### REQUIRED ACTION:
Out of the data below, copy every line with the string "instance".

[Data entries]
((

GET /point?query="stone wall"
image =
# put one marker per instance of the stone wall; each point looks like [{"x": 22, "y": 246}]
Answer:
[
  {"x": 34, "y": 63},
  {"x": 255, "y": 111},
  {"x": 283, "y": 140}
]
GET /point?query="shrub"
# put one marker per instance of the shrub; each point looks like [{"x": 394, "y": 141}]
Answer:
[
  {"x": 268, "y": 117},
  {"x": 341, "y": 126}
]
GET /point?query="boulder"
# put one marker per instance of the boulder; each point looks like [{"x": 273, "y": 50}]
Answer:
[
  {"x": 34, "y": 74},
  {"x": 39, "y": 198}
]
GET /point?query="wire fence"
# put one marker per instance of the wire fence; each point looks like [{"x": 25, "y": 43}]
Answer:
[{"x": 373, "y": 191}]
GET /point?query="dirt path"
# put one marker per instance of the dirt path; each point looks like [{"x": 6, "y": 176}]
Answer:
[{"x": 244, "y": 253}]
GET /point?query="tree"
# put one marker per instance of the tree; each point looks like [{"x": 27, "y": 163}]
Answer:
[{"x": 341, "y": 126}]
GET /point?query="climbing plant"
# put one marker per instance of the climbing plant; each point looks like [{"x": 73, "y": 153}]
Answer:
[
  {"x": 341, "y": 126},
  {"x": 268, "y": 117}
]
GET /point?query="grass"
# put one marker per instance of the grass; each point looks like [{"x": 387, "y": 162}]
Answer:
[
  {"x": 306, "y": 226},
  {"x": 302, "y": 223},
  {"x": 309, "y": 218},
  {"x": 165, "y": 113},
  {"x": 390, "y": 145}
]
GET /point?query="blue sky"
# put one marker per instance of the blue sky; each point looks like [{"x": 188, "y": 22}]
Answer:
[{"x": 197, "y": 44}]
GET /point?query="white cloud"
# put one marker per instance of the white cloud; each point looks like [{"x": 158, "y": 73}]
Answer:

))

### TASK ANSWER:
# put one marker per instance of the stone wall; each point looks like [{"x": 22, "y": 246}]
# put one marker per instance of the shrub; each point looks like [{"x": 394, "y": 141}]
# put one marker per instance of the boulder; each point looks like [{"x": 273, "y": 50}]
# put one marker per instance of the wire fence; each point looks like [{"x": 25, "y": 43}]
# put one marker per instance of the dirt path; each point looks like [{"x": 6, "y": 176}]
# put one marker per instance of the tree; each point looks like [{"x": 27, "y": 163}]
# put one marker per instance of the climbing plant; each point looks like [{"x": 73, "y": 153}]
# put one marker per instance of the grass; each point looks like [{"x": 387, "y": 162}]
# put one marker per instance of the blue sky; each point looks like [{"x": 188, "y": 22}]
# put one marker per instance of the white cloud; each point looks like [{"x": 158, "y": 73}]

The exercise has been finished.